------ Extrait étudié ------

Informer et former à
l’hygiène bucco-dentaire en Ehpad

« Aimez vos dents », c’est le mot d’ordre de la première Journée nationale de la santé bucco-dentaire en Ehpad qui aura lieu le 15 juin prochain. Un événement organisé conjointement par l’UFSBD et le Synerpa. L’occasion de faire le point sur la santé bucco-dentaire des personnes âgées dépendantes, les principaux écueils et surtout les moyens pour les établissements de les surmonter. Comme souvent, la solution passe notamment par la formation des personnels.

Les chiffres relatifs à la santé bucco-dentaire des résidents d’Ehpad sont alarmants. 75 % d’entre eux ont en effet un état bucco-dentaire dégradé (lire encadré ci-dessous). Une situation qui a incité l’UFSBD (Union française pour la santé bucco-dentaire) et le Synerpa (Syndicat national des établissements et résidences privés pour personnes âgées) à sensibiliser les personnels des Ehpad et leurs résidents à cette question. Une action qui prendra la forme d’une journée-événement sur ce thème, le 15 juin prochain.

------

Questions sur l'extrait:
1. Relevez, dans l'extrait sur l'hygiène bucco-dentaire en Ehpad, tous les sujets sur lesquels l'événement du 15 juin doit permettre de « faire le point ».
2. D'après l'extrait, pourquoi l'UFSBD et le Synerpa ont-ils entrepris de sensibiliser les personnels des Ehpad et leurs résidents ? Répondez en une à trois phrases.
Les items n'ont aucun rôle dans ce travail.

------ Jeu de données ------

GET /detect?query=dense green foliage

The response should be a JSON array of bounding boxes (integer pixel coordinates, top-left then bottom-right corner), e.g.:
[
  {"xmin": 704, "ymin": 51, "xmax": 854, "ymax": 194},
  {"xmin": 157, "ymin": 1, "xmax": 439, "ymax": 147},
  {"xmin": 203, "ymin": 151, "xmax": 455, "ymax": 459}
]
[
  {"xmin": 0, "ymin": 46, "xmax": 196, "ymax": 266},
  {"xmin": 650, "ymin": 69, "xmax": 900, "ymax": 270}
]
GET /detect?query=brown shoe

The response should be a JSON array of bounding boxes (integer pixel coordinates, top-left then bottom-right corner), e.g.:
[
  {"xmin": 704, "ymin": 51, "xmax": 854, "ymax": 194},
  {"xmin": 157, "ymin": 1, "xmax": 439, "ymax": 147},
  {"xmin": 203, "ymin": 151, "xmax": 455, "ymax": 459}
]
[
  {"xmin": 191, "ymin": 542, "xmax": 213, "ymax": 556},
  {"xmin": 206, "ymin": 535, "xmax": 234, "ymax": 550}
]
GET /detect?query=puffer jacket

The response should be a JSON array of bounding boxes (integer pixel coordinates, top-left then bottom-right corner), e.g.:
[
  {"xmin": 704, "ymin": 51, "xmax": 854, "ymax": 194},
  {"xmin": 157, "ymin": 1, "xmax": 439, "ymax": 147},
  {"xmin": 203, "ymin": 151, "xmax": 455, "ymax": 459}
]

------

Réponses dans l'ordre:
1. La santé bucco-dentaire des personnes âgées dépendantes, les principaux écueils et les moyens pour les établissements de les surmonter.

2. Ils y ont été incités par des chiffres alarmants sur la santé bucco-dentaire des résidents d'Ehpad. En effet, 75 % d'entre eux ont un état bucco-dentaire dégradé.